_Work instruction_: An exact copy of every line from the one holding "TARGET = candle lantern" to the end of the entries below is required; leave the pictures out.

_Entries provided_:
[Start of Attachment]

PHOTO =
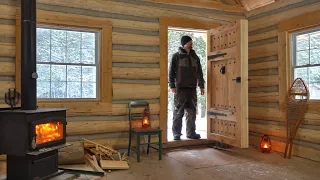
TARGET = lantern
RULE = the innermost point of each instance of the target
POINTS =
(145, 119)
(265, 144)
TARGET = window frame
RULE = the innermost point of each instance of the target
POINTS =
(97, 60)
(63, 20)
(286, 28)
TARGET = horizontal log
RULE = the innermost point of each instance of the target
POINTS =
(97, 127)
(264, 104)
(266, 89)
(115, 110)
(7, 84)
(263, 72)
(136, 81)
(311, 118)
(7, 12)
(263, 50)
(131, 9)
(264, 35)
(8, 31)
(202, 4)
(136, 31)
(115, 143)
(263, 30)
(258, 81)
(263, 59)
(105, 118)
(264, 97)
(134, 39)
(263, 41)
(7, 49)
(263, 65)
(136, 73)
(135, 65)
(278, 5)
(273, 19)
(271, 114)
(138, 48)
(307, 135)
(135, 91)
(7, 69)
(297, 150)
(135, 57)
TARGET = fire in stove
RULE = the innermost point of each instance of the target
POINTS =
(49, 132)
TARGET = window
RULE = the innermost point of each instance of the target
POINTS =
(67, 63)
(306, 59)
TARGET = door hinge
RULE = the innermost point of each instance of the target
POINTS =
(237, 79)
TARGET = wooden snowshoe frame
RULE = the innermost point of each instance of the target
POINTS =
(296, 107)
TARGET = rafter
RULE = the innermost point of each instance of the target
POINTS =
(208, 4)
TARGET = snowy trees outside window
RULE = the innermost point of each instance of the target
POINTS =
(306, 59)
(67, 63)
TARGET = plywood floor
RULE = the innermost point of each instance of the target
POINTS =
(207, 163)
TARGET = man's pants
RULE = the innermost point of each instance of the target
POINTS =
(185, 99)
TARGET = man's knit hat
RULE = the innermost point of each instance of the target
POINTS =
(185, 40)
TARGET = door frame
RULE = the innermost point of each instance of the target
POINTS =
(165, 23)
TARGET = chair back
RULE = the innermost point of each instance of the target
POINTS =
(138, 116)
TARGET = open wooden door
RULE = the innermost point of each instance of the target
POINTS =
(227, 81)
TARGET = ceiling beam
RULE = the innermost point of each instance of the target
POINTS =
(208, 4)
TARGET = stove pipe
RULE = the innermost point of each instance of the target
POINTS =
(28, 55)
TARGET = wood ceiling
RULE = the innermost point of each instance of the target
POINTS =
(225, 5)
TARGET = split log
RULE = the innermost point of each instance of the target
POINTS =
(110, 165)
(73, 154)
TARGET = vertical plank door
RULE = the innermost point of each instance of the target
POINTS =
(227, 84)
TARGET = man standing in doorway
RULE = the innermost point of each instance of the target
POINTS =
(185, 74)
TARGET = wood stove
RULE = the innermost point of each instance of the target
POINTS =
(31, 137)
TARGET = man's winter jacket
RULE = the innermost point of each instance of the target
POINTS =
(185, 70)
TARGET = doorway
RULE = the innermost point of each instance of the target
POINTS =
(199, 38)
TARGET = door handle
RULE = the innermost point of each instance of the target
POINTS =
(237, 79)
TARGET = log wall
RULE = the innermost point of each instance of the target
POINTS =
(135, 59)
(265, 92)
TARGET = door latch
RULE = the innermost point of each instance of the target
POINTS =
(223, 70)
(237, 79)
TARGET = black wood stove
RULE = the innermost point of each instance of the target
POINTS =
(31, 137)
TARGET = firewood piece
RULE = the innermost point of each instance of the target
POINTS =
(107, 164)
(124, 156)
(92, 161)
(105, 147)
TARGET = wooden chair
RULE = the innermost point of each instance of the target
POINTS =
(142, 131)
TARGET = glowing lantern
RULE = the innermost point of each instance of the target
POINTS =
(265, 144)
(145, 119)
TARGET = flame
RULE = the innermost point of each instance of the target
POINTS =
(146, 121)
(49, 132)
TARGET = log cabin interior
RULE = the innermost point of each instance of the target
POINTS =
(93, 57)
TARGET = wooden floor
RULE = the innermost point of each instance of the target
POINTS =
(208, 163)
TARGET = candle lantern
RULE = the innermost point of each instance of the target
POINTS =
(265, 144)
(145, 119)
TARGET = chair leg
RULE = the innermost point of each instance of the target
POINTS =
(149, 137)
(160, 145)
(138, 147)
(129, 146)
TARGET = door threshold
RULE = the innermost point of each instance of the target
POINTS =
(186, 142)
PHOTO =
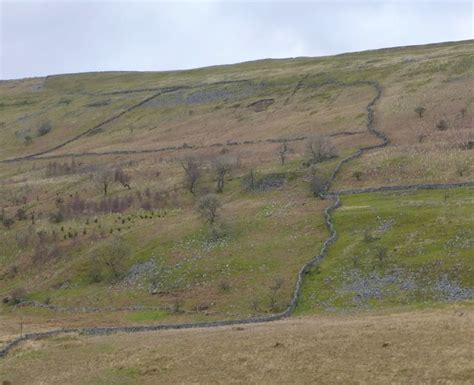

[End of Attachment]

_Problem solution_:
TARGET = candle lantern
RULE = the innermost point of each instance of the target
POINTS =
(265, 144)
(145, 119)
TARGET = chair leg
RULE = the innermost point of each instance of the target
POINTS =
(149, 137)
(160, 145)
(138, 147)
(129, 146)
TARGET = door threshold
RULE = the innermost point of each instance of the target
POINTS =
(186, 142)
PHOTO =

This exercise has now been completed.